Reading passage —
Begin
Man, scanned through the slides, looks very promising.

Great work !

//Marcus

On Fri, Jul 3, 2009 at 9:28 AM, Marcus Herou <[email protected]>wrote:

> Hi.
>
> This is my company so I reveal what I like, even though the board would
> shoot me but hey do you think they are scanning this mailinglist ? :)
>
> The PR algo is very simple (but clever) and can be found on wikipedia:
> http://en.wikipedia.org/wiki/PageRank
> What is painful is to calculate it in a distributed architecture. You will
> never achieve your goal by using a DB to store the score/node and links
> from/to it (we did not at least).
> We use plain lucene indexes and 10 memcached servers to store the
> intermediate scoring and run enough iterations for the scoring to almost
> converge (it never converges completely).
>
> Here guys, a piece of code which I leave for you to examine, me might do it
> totally wrong.
>
> //Based on: http://en.wikipedia.org/wiki/PageRank
> //called from a MR job..
>     public void calculatePageRank(FeedScore feedScore) throws Exception
>     {
>         long source = feedScore.getFeedId();
>         float d = 0.85f;
>         float prSum = 0;
>         TopDocs links = this.findByTarget(source);
>         if(links != null && links.scoreDocs.length > 0)
>         {
>             int inlinks = links.scoreDocs.length;
>             if(inlinks != feedScore.getInlinks())
>             {
>                 log.warn(feedScore.getInlinks() + " vs " + inlinks + "
> inlinks for "+feedScore.getFeedId() + " => the index is corrupt!");
>             }
>             for(int i = 0 ; i < inlinks; i++)
>             {
>                 int docId = links.scoreDocs[i].doc;
>                 Document doc = feedLinkIndexSearcher.doc(docId);
>                 Long S = Long.valueOf(doc.get("source"));
>                 FeedScore fs = this.feedScoreMap.get(S);
>                 if(fs != null)
>                 {
>                     float outlinks = fs.getOutlinks();
>                     if(outlinks > 0)
>                     {
>                         float score = fs.getScore();
>                         float pr = score/outlinks;
>                         prSum += pr;
>                     }
>                 }
>                 else
>                 {
>                     log.warn("No FeedScore for "+S + ", the index seem
> corrupt");
>                 }
>             }
>         }
>         else if(feedScore.getInlinks() > 0)
>         {
>             log.warn("No inlinks for "+source +", the index seem corrupt");
>         }
>
>         FeedScore virtualFeedScore = this.feedScoreMap.get(new Long(0));
>         float virtualPageRank = virtualFeedScore.getScore();
>         //extra to compensate for feeds without outlinks
>         if(feedScore.getOutlinks() == 0)
>         {
>             prSum += (virtualPageRank - feedScore.getScore())/(n-1);
>         }
>         else
>         {
>             prSum += virtualPageRank/(n-1);
>         }
>
>
>         float pr = ((1-d)/n)+(d*prSum);
>
>         if(feedScore.getOutlinks() == 0)
End
What to work on —
**A)** In the PageRank email, how many memcached servers store the intermediate scoring?
**B)** Write a continuation of the PageRank email, picking up right after its last line.
The lines after the PageRank email are not needed.

Data extract —
Begin
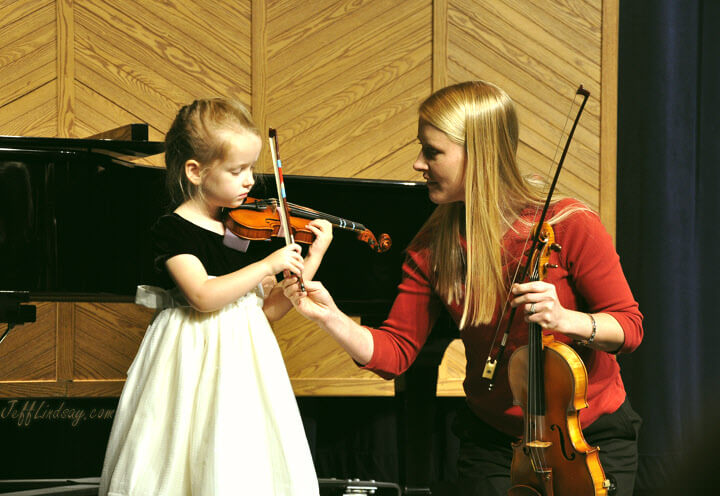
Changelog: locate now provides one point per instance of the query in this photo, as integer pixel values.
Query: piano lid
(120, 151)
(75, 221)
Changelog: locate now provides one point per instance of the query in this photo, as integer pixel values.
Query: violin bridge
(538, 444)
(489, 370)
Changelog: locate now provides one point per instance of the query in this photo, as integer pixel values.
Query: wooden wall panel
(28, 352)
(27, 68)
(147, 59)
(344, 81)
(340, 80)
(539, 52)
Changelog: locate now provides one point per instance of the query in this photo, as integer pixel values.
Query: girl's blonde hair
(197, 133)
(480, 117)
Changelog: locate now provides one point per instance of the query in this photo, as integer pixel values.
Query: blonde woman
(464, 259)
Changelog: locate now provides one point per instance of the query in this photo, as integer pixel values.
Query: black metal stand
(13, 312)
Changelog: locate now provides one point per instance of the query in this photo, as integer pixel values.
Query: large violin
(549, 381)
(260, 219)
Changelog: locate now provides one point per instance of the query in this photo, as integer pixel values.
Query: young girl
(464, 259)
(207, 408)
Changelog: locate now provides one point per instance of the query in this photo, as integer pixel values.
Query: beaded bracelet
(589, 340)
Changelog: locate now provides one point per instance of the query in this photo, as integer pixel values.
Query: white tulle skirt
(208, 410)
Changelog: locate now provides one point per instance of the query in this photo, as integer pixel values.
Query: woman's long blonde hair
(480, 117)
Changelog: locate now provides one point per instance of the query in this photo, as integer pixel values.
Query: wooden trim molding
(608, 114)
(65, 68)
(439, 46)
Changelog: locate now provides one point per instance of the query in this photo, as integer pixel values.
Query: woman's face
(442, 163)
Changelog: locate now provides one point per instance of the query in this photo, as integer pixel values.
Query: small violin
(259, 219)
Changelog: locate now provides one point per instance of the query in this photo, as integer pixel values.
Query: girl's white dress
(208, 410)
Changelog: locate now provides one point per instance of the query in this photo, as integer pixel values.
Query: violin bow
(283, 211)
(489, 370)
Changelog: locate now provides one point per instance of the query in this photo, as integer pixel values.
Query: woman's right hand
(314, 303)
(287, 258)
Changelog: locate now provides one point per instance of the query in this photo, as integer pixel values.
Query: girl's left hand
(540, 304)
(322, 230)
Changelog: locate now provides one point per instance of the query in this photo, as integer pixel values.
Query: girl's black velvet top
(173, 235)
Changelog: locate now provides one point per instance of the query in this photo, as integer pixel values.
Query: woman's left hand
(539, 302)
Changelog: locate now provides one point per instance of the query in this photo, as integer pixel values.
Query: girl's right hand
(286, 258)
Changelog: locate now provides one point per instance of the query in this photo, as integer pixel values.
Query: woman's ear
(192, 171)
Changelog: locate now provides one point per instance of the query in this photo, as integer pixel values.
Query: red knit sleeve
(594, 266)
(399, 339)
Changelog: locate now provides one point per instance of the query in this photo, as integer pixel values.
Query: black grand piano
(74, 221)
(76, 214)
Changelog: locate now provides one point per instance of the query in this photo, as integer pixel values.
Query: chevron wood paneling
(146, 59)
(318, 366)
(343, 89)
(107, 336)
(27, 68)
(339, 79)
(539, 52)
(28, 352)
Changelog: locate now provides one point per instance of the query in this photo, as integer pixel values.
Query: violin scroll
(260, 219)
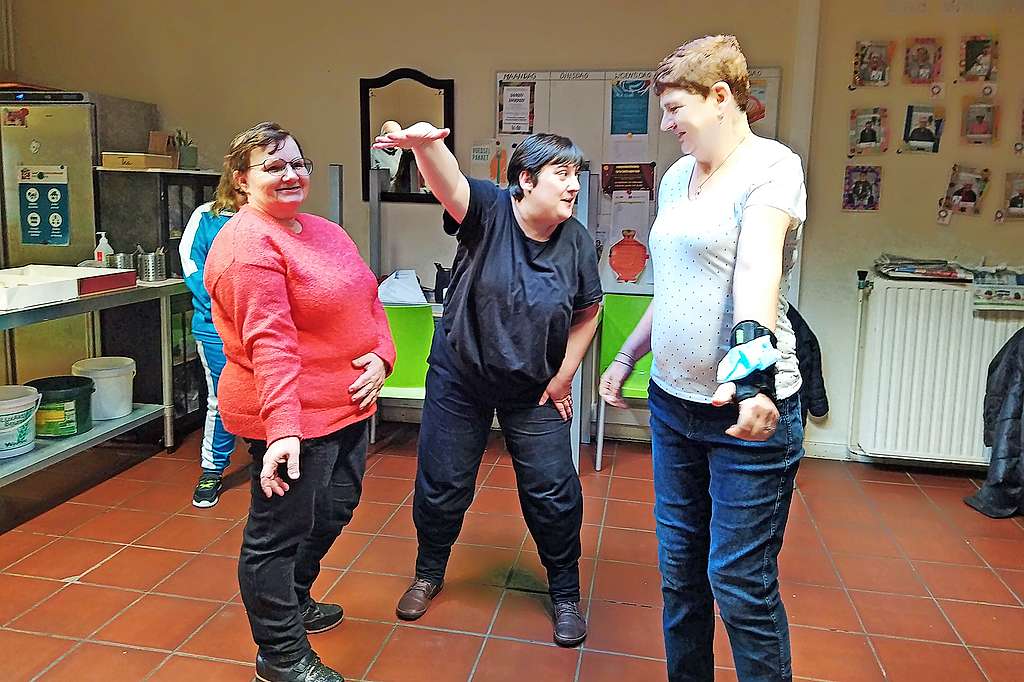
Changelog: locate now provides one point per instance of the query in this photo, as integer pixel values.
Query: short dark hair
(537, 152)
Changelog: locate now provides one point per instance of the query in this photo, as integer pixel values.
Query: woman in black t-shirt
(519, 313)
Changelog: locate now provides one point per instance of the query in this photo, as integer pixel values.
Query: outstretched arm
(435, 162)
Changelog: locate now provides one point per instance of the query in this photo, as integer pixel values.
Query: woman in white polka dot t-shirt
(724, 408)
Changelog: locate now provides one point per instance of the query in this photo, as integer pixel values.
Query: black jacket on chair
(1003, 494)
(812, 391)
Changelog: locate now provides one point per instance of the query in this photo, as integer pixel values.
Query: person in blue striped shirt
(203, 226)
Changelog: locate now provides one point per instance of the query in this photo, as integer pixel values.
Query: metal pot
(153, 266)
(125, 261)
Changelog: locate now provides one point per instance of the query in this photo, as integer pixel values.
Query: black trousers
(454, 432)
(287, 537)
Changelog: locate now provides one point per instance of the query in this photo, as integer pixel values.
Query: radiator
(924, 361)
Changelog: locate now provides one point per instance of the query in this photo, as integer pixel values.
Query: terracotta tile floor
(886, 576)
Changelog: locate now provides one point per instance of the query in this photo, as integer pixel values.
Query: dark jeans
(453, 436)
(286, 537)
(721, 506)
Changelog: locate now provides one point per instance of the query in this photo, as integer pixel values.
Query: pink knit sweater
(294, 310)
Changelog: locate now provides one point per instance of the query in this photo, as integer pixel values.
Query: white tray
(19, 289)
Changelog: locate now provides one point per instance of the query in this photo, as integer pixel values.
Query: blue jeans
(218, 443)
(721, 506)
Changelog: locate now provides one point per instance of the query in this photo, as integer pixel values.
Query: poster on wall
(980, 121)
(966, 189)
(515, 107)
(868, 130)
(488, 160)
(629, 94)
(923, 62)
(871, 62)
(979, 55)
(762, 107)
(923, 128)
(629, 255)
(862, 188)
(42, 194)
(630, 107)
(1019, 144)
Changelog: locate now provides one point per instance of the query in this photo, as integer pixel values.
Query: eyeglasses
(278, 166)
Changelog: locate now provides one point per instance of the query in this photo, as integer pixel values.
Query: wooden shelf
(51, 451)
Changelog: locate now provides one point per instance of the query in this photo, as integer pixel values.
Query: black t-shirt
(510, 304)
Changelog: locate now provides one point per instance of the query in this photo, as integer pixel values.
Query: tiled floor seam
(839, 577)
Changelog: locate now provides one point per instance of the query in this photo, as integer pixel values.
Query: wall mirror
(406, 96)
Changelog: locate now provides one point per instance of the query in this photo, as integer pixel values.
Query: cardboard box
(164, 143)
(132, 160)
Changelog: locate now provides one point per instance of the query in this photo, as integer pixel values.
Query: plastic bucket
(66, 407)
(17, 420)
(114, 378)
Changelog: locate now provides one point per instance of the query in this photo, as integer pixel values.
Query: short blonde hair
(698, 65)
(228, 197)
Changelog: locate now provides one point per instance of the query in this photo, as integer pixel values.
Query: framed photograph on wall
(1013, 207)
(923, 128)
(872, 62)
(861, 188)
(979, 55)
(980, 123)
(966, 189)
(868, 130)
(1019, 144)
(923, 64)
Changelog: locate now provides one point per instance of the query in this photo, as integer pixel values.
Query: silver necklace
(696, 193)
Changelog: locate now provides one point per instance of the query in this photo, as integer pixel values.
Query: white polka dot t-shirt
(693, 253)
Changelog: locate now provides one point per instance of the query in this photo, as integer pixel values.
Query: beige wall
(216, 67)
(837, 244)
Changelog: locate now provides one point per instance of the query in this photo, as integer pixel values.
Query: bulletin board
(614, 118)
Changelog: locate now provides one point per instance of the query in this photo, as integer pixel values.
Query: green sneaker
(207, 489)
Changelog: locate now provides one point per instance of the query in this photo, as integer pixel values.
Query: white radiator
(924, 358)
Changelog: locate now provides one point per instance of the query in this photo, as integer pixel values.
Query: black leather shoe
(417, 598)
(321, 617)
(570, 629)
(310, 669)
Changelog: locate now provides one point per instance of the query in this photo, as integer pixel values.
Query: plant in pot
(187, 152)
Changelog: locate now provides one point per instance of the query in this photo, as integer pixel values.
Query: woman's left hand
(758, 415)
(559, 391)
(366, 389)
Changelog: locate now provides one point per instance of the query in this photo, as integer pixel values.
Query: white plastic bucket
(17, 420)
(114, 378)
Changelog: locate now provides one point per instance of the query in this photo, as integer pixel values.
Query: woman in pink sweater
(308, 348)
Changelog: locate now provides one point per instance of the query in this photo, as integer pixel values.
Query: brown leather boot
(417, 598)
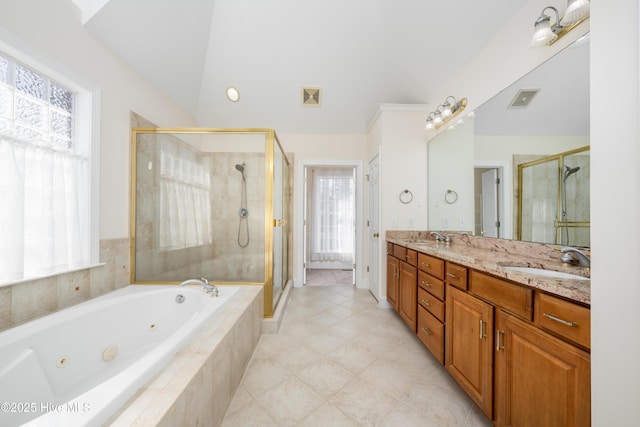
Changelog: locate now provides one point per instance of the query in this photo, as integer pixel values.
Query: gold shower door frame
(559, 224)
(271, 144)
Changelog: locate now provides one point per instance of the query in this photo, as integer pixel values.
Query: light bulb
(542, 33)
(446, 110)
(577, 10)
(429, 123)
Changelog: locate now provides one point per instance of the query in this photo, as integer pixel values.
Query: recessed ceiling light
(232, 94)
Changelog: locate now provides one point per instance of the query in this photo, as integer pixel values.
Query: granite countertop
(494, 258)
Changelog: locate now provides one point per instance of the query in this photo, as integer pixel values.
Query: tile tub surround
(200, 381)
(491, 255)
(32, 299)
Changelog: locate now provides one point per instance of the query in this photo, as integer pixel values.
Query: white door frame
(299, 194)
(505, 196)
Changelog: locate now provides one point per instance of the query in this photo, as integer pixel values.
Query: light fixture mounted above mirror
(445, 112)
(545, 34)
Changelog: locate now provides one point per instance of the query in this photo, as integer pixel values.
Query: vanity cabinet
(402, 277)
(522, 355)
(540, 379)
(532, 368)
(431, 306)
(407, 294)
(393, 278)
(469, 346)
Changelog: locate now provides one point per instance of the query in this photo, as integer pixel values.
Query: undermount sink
End
Responses by task —
**A)** Ten.

**B)**
>         {
>             virtualPageRank += pr - feedScore.getScore();
>             virtualFeedScore.setScore(virtualPageRank);
>             feedScoreMap.put(new Long((long)0), virtualFeedScore);
>         }
>
>         feedScore.setScore(pr);
>         feedScore.setNextCalcDate(nextCalcDate);
>         feedScoreMap.put(feedScore.getFeedId(), feedScore);
>         this.prSum += pr;
>     }
>
>
> Ted:
> Don't take it personally that I hammered your baby and don't take me wrong.
> I DO like HBase but being a java app it consumed a lot of resources and gave
> me too little back last year when I did my tests.
> I think HBase is definitely the right way to go (can Google be wrong ?) but
> at the time it was not snappy enough and perhaps my head was not really
> tuned in on hadoop at the time.
>
> I agree that traditional DB solutions with scaling UP instead of OUT will
> not be doable in the long run so that is exactly what we are doing, adding
> the overhead of knowing what lies where on a master server and yes soon we
> need to shard the master itself haha.
>
> Now I want to ask you a question: What hardware would you use for storing a
> 10-100 million blogs and 1-10 billion blog entries and make each findable
> within let's say 100 msec ? I am curious since what all comes down to is
> money, money to invest into the right hardware to get the most for bang for
> the buck.
> What is mostly needed for HBase to scale ?
> Memory ?
> Total amount of HDFS IO ?
> CPU ?
> To little memory then I guess the load go IO-bound ?
>
> Perhaps we should start a separate thread about that..
>
> Cheers
>
> //Marcus
>
>
>
>
>
>
>
>
>
>
>
> On Thu, Jul 2, 2009 at 10:34 PM, Mark Kerzner <[email protected]>wrote:
>
>> That's awesome information, Marcus.
>> I am working on a project which would require a similar architectural
>> solution (although unlike you I can't broadcast the details), so that was
>> very useful. One thing I can say though is that mine is in no way a
>> competitor, being in a different area.
>>
>> If I could find out more - would be even better. For example, how do you
>> do
>> Page Rank. Although I think that I have seen PageRank algorithm in MR
>> somewhere (Google actually playfully revealing the secret), and surely
>> Pregel promises this code in 15 lines.
>>
>> Cheers,
>> Mark
>>
>> On Thu, Jul 2, 2009 at 3:09 PM, Marcus Herou <[email protected]
>> >wrote:
>>
>> > Hi.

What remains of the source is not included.